| Work to be completed |
Shift the coordinates by reproducing every line from the one containing "Exercise. Put one marker on every instance of the redshank" down to the end of the material below. Add 36 to each coordinate number in the answers and leave all other text unchanged.
# Start of Entries shown
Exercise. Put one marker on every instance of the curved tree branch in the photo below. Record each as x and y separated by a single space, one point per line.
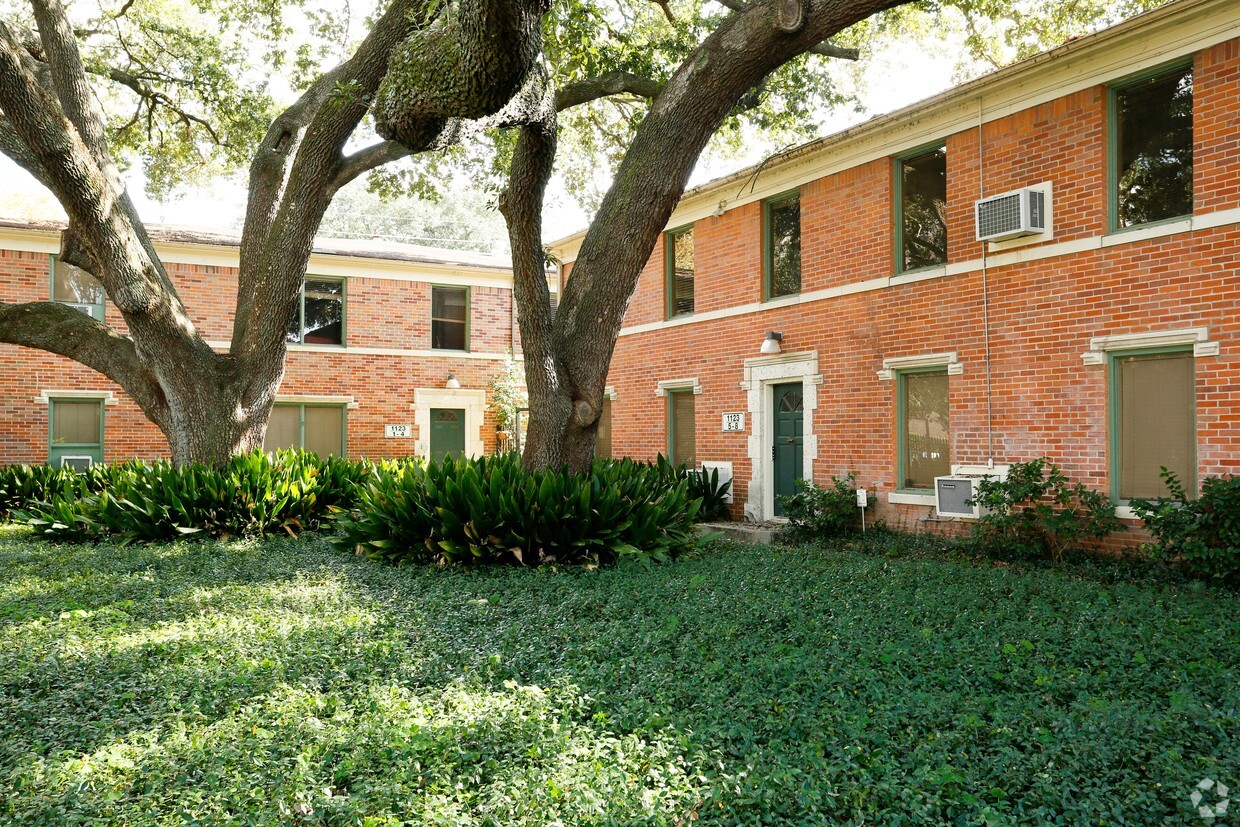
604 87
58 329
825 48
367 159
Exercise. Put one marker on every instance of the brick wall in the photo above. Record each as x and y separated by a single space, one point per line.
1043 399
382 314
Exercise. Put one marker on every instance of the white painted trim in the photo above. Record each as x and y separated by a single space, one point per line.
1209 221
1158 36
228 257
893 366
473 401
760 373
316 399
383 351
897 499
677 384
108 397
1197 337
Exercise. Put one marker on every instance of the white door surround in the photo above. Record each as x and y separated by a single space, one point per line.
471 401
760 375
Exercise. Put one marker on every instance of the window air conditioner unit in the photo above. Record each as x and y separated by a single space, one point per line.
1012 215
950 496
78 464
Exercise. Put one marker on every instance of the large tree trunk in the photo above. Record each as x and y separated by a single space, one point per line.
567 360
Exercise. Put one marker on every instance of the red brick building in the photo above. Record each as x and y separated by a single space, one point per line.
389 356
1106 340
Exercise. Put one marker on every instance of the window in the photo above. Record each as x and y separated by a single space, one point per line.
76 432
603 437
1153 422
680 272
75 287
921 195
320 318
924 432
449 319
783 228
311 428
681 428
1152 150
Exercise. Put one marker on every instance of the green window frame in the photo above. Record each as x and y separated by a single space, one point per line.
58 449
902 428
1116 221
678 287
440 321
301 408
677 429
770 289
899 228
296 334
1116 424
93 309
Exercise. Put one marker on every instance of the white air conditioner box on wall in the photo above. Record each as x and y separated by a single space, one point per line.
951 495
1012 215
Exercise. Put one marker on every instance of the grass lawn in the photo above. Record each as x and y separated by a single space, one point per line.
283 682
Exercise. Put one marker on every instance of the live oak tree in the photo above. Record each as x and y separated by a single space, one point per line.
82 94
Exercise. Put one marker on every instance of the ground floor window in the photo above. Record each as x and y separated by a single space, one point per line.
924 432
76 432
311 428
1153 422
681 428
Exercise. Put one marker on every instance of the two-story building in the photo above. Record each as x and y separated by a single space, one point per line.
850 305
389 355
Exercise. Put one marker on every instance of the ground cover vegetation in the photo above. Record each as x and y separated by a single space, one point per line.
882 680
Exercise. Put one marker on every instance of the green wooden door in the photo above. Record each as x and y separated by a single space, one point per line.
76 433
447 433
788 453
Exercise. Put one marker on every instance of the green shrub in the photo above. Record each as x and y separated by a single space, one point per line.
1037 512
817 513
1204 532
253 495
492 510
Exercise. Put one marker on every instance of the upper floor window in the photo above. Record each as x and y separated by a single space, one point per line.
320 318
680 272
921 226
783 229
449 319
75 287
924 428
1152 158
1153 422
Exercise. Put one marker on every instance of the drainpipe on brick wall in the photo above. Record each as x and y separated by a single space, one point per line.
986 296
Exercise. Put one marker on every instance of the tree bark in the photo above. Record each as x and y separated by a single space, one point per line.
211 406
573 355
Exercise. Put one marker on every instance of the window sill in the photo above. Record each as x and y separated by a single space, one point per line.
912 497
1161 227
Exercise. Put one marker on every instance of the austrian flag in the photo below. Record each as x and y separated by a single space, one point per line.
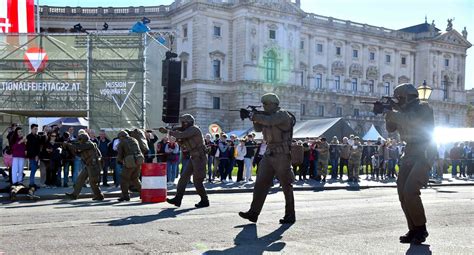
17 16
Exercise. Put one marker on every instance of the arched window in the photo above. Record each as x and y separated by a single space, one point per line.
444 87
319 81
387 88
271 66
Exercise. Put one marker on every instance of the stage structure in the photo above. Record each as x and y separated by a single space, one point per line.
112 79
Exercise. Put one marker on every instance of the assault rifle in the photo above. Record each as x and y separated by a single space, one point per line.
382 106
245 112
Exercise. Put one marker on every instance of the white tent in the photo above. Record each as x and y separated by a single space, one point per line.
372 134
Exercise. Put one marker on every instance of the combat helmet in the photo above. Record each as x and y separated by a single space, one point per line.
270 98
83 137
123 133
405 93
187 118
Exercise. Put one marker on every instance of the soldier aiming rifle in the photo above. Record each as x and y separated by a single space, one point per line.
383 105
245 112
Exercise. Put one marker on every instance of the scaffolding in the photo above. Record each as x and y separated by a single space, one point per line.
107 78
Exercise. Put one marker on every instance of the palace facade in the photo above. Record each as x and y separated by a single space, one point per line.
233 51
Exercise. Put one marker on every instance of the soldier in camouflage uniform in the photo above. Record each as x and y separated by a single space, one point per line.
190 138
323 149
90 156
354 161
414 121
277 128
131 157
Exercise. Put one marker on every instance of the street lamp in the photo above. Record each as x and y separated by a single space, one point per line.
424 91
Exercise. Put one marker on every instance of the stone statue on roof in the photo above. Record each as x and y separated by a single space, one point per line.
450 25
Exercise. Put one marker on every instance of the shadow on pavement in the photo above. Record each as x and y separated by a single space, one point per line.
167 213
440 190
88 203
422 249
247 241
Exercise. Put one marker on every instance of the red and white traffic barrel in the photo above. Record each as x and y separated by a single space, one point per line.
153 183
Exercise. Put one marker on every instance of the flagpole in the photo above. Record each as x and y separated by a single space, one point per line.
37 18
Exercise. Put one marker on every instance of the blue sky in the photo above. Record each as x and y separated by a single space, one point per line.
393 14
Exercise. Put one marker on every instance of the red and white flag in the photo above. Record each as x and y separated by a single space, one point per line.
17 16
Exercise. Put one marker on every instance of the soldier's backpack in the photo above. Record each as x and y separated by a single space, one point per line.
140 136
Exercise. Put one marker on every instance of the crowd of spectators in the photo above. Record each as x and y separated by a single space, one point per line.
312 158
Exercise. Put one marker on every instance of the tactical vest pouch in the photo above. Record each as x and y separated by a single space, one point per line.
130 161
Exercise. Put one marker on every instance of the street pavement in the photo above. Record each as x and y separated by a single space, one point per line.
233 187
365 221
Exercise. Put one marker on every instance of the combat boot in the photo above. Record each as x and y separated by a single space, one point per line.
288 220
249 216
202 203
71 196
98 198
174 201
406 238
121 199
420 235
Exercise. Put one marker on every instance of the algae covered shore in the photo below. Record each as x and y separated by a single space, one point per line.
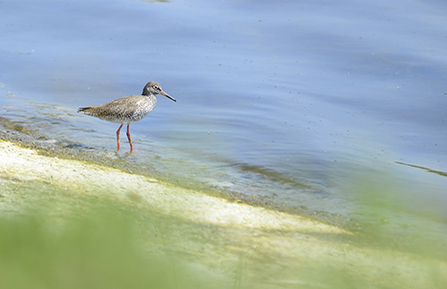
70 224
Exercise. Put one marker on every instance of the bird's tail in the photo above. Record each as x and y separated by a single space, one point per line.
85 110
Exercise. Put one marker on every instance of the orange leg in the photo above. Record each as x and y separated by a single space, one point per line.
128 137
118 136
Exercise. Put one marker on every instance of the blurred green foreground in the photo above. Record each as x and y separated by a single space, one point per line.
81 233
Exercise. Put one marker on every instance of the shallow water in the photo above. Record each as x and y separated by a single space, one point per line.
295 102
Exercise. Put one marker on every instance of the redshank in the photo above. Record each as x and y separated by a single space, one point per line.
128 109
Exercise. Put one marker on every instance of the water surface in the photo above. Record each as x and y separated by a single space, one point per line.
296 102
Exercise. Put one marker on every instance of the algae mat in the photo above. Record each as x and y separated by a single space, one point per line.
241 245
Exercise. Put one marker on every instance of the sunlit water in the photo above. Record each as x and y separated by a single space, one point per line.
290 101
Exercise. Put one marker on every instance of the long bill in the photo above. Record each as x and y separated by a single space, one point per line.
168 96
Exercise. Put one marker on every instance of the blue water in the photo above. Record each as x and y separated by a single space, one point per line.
# End of Entries shown
| Solution to the exercise |
Exercise. Put one marker on every instance of the redshank in the photo above. Record each as x and y separated by a single space, one point per line.
164 145
Exercise. Put one marker on every instance of the water surface in the photo above. Record each as x and y separated by a single space, one point per line.
332 138
Exercise. Put one marker on every instance of the algae mat in the photo above. Record each as x and y separated by a single space, one point per line.
277 281
Exercise. Put one marker on every instance of the sunlit water in the photo above. Record each as x and y separated by a single space, one point per line.
326 137
Exercise. Put one marker on every instance of the long bill in the photo above. Record each as x and y separated by a single space, one point per line.
204 132
Exercise. Put one marker on every instance of the blue water in the photo above. Record each as x and y separated by a single space, one point per line.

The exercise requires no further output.